+++ ESTRATTO +++
Al riguardo la stessa disciplina comunitaria riconosce la possibilità di prevedere procedure di autorizzazione specifiche per i piccoli impianti di generazione decentrata e/o distribuita, tenendo conto della loro dimensione e del loro impatto potenziale limitati. Così sancendo che a fronte di un minor impatto economico possa essere prevista una diversa regolazione.
Le piccole concessioni idroelettriche garantiscono, d’altro canto, una indispensabile risorsa economica per i Comuni, i quali destinano gran parte dei ricavi generati dagli impianti all’autoconsumo proprio o di altri territori, alimentando le casse pubbliche per impieghi di rilievo sociale e per produrre benefici diretti sui territori. Gli utili ottenuti con l’attività concessionata non sono dunque utilizzati per ottenere una maggiore concorrenzialità nel rapporto con gli altri operatori.
La differenza fondamentale che si ha qualora la concessione a derivare sia in capo a un soggetto pubblico, anziché a un privato, è data proprio dall’impiego del ricavato, che è investito per creare servizi o altre utilità pubbliche e non per ottenere una maggiore concorrenzialità nel rapporto con gli altri operatori. Quindi la concessione affidata direttamente (all’ente locale o a sua società partecipata) non avrebbe sul mercato quelle conseguenze contestate dalla Commissione UE, sia per le dimensioni limitate degli impianti, sia per la vocazione istituzionale (e non di mercato) del concessionario.
Lo svolgimento dell’attività di produzione idroelettrica rientra inoltre - per riconoscimento normativo - tra le funzioni attribuite ai Comuni (DPR 235/1977; TU società pubbliche): si tratta di un’attività d’interesse generale che finisce col perdere quel carattere prettamente industriale che la caratterizza laddove, come nel caso di specie, venga svolta da operatori pubblici. Il legislatore ha ritenuto che lo svolgimento di queste attività rientri tra le finalità specifiche dell’ente, così ravvisando un interesse generale allo svolgimento delle stesse (altrimenti non le avrebbe attribuite).
Dunque, un’attività volta a soddisfare l’interesse generale con un impatto pressoché nullo nell’ambito concorrenziale per cui va considerato se possa essere consentito un affidamento diretto.
Al riguardo deve osservarsi che l’attribuzione (diretta) della concessione all’ente, per quanto irrilevante sotto il profilo concorrenziale, porta ad un risultato di estremo rilievo per gli enti locali, che si riallaccia all’uso “sociale” delle acque, intese come una risorsa del territorio che viene in tal modo direttamente utilizzata a favore dello stesso.
Non si deve dimenticare che i Comuni trentini, come circa il 43% delle Amministrazioni comunali, distribuiti in tutte le Regioni con una prevalenza nei territori dell’Italia settentrionale, sono Comuni montani.
+++
ESERCIZIO ASSEGNATO
Rispondi a queste domande sull'estratto:
1. A cosa destinano i Comuni gran parte dei ricavi degli impianti?
2. Quali norme vengono citate per dire che la produzione idroelettrica è tra le funzioni dei Comuni?
3. Circa quale percentuale delle Amministrazioni comunali è fatta di Comuni montani?
+++ DATI GREZZI +++
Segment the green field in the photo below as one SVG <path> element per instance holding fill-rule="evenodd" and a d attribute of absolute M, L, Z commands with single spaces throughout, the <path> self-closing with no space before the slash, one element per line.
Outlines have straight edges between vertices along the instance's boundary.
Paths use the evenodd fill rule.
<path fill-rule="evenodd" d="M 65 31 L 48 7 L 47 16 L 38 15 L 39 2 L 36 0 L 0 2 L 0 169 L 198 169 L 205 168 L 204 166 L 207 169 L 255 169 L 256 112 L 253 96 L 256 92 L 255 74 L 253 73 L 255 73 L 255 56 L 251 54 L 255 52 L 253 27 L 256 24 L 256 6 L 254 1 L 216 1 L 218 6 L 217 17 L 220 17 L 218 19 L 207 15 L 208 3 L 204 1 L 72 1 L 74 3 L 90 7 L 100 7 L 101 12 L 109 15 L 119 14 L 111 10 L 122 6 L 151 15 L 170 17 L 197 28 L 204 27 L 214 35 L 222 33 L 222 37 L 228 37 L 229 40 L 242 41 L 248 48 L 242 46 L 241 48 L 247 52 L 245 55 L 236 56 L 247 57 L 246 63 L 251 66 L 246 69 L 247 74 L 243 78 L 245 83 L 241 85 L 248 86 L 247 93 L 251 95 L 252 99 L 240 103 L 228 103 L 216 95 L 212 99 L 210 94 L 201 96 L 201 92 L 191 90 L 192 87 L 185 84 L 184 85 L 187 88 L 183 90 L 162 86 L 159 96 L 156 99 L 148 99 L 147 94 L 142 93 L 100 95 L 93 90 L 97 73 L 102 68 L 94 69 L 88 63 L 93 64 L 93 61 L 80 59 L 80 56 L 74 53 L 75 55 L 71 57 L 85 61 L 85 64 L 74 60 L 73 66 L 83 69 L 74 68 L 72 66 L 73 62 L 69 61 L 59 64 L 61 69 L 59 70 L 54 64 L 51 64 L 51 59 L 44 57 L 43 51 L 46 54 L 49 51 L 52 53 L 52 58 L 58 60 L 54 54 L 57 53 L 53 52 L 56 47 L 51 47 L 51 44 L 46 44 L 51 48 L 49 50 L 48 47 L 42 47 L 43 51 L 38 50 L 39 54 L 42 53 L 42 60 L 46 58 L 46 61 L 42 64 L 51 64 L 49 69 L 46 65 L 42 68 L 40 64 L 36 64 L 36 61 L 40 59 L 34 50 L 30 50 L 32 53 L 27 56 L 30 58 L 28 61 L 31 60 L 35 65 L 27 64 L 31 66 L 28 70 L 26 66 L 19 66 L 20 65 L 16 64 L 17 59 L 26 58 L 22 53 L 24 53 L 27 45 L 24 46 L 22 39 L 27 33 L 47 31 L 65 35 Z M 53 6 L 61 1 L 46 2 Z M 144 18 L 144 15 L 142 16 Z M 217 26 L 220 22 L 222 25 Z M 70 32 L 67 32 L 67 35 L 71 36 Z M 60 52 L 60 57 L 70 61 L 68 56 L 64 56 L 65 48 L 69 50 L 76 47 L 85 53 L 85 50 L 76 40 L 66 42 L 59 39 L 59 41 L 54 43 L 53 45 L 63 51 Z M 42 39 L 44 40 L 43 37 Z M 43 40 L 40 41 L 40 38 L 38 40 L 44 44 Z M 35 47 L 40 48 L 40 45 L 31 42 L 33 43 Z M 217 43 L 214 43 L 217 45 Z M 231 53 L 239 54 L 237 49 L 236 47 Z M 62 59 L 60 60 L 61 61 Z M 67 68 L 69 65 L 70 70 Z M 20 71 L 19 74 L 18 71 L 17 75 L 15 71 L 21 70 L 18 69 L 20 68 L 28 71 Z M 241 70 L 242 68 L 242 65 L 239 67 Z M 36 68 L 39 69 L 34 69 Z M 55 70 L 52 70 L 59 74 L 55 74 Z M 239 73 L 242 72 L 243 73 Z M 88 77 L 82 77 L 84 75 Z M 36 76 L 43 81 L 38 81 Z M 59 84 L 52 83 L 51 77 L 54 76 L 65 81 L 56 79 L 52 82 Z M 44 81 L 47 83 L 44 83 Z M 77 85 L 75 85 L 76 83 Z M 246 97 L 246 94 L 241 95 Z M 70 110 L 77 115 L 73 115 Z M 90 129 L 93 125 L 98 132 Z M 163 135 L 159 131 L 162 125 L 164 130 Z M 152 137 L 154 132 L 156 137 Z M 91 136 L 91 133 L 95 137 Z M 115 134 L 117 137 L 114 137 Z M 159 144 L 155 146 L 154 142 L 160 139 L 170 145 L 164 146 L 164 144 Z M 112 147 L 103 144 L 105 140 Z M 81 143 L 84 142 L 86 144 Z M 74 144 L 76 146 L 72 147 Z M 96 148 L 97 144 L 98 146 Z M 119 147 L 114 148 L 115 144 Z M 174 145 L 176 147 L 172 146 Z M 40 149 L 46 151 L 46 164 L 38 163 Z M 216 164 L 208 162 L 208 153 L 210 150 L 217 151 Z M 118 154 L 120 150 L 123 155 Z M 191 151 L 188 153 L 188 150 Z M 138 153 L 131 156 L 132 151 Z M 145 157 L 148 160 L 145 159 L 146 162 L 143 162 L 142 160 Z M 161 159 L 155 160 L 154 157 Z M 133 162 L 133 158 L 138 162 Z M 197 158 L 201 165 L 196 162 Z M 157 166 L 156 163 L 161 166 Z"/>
+++
RISULTATO
1. All'autoconsumo proprio o di altri territori.
2. Il DPR 235/1977 e il TU società pubbliche.
3. Circa il 43%.